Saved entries
·····
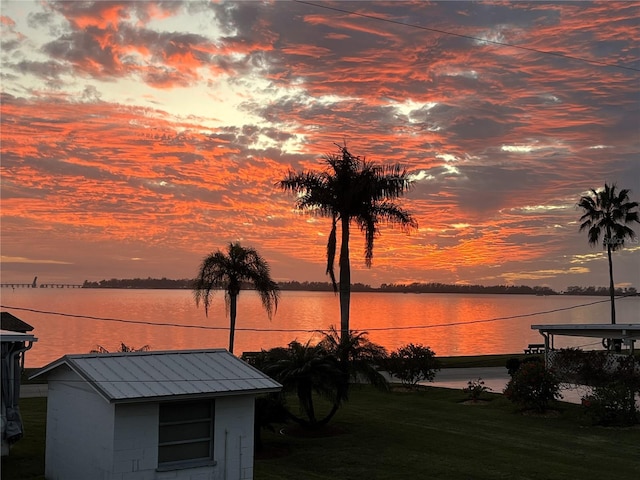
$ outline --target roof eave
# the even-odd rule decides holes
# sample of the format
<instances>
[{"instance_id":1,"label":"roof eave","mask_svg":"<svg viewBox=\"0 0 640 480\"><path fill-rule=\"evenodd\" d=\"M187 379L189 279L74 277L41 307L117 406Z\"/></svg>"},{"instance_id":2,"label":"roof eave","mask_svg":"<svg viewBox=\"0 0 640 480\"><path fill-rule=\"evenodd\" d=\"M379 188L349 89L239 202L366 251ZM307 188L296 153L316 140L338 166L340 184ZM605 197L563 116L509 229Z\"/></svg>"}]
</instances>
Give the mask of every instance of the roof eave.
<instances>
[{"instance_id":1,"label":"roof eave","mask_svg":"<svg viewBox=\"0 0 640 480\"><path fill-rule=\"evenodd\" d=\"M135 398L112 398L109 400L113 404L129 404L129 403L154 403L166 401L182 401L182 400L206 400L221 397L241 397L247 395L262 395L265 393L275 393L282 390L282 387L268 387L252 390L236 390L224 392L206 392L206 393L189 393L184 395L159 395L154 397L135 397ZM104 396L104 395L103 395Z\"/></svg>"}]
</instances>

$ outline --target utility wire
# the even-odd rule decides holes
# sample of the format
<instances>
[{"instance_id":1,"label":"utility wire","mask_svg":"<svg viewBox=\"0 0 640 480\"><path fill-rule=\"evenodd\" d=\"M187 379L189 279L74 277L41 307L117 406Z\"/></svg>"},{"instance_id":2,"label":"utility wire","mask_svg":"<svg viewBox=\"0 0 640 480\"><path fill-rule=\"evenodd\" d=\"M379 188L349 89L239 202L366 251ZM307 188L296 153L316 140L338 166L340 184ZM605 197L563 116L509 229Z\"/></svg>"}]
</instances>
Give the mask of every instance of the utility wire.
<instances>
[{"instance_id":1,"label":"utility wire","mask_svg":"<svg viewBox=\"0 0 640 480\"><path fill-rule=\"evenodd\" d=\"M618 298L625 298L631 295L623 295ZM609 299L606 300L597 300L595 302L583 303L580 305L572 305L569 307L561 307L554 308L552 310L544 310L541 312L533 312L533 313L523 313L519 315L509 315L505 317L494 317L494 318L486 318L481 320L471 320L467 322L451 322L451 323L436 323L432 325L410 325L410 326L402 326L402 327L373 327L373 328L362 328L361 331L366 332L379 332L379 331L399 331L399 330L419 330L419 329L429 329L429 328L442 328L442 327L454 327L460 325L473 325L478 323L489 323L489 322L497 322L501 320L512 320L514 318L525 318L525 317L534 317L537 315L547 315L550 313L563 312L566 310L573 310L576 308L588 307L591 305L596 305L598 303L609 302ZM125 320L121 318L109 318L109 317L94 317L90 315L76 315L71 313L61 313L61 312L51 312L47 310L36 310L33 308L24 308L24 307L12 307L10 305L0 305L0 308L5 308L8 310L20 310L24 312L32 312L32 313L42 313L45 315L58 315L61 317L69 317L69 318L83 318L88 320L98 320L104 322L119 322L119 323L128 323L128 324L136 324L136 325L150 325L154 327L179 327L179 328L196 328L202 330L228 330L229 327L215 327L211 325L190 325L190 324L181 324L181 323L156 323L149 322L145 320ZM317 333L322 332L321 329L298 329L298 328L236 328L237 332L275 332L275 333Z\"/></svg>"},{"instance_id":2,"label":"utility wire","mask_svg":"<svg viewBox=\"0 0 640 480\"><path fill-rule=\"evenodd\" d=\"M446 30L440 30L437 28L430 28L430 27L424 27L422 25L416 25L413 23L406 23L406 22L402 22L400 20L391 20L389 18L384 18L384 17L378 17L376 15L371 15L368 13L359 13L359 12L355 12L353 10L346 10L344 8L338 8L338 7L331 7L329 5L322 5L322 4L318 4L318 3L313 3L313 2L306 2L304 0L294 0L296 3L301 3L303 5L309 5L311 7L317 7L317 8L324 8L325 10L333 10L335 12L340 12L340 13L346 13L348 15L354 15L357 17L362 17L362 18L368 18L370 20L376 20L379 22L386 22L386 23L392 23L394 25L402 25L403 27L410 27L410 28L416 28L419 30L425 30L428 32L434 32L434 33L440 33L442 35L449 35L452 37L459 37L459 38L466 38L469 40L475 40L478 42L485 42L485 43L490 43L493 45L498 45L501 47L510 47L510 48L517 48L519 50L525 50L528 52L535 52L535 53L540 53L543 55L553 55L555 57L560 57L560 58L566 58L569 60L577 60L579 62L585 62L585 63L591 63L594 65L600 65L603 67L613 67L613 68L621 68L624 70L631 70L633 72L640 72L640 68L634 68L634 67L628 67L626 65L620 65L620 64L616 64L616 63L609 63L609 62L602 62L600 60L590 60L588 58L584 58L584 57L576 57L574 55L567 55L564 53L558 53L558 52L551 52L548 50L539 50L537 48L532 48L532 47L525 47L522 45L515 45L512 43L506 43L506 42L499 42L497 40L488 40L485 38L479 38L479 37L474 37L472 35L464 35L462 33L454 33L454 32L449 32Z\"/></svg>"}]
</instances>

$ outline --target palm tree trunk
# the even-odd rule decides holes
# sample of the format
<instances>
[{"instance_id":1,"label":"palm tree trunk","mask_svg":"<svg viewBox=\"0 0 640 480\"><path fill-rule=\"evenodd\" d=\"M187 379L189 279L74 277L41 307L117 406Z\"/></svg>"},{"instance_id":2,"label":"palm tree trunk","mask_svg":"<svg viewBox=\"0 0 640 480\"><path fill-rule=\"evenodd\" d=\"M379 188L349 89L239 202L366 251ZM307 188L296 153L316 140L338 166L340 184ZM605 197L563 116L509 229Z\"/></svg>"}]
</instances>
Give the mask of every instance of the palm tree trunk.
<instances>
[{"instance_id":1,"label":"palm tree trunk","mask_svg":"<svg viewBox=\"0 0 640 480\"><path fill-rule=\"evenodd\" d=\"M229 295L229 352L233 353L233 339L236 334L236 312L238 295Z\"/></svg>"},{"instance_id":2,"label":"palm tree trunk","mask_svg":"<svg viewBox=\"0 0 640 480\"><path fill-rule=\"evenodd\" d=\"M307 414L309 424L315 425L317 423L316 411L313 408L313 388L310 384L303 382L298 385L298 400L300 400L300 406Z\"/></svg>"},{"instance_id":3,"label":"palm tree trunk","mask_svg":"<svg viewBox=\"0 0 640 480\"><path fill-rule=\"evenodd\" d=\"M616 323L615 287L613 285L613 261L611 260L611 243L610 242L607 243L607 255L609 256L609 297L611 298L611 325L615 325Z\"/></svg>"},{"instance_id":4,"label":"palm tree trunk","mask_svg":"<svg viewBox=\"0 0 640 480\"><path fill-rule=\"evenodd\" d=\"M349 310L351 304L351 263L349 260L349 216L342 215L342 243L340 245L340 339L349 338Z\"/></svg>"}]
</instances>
·····
● **Try it**: Take every line above that includes "target" and list it.

● **Exercise solution**:
$ outline --target roof eave
$ outline --target utility wire
$ outline --target palm tree trunk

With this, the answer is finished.